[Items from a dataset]

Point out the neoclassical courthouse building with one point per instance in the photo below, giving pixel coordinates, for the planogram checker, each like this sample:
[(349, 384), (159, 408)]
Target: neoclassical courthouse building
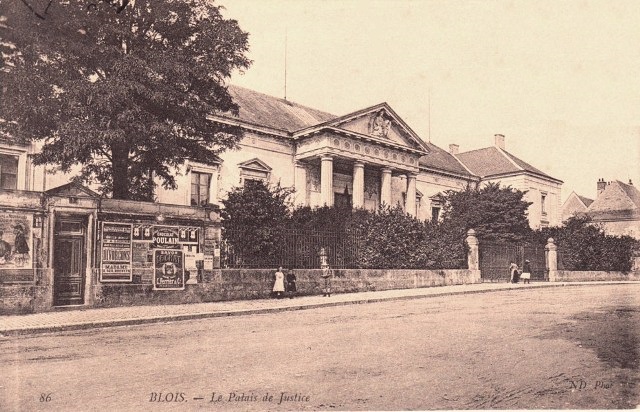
[(61, 244), (364, 159)]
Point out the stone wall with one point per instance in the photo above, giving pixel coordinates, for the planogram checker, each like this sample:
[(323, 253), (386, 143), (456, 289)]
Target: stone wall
[(590, 276), (239, 284)]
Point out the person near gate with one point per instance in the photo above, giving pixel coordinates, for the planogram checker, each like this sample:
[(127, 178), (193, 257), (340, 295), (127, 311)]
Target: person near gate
[(291, 283), (278, 284), (526, 272), (513, 272)]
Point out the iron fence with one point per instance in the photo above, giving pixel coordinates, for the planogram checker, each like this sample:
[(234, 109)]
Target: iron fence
[(495, 259), (290, 248)]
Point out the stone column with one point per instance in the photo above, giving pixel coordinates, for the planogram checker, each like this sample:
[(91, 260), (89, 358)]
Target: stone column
[(300, 183), (410, 207), (385, 187), (551, 252), (213, 186), (326, 180), (358, 184), (473, 258)]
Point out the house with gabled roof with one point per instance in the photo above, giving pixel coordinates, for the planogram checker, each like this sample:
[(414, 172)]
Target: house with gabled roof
[(495, 164), (616, 208), (363, 159), (575, 205)]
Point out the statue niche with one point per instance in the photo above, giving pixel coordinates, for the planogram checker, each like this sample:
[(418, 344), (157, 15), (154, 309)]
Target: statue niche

## Goal of the exercise
Take the lines above from the one holding "Point out the iron" to the last and output them exactly.

## Response to this exercise
Point out the iron fence with one point per instance in the photo above, giving pixel coordinates, for the planogram checker, each like this sample:
[(234, 109)]
Target: iron fence
[(495, 259), (290, 248)]
Point out the stone column with one point per instance in the photo above, giving pixel coordinates, for the planogram checker, each like this sample:
[(91, 260), (89, 358)]
Target: stone column
[(300, 183), (410, 207), (385, 187), (551, 252), (213, 186), (326, 180), (358, 184), (473, 258)]
Point out the house with gabled roof with one point per instance in the photo above, giving pixel coordinates, for the planogram checker, each like this sample:
[(414, 172)]
Target: house with gabled roof
[(495, 164), (616, 208), (363, 159), (575, 205)]
Point out the statue niche with one point per instance in the photo above, giving pixel coordinates, for the planogram checker, each like this sample:
[(418, 344), (157, 15), (154, 309)]
Target: statue niche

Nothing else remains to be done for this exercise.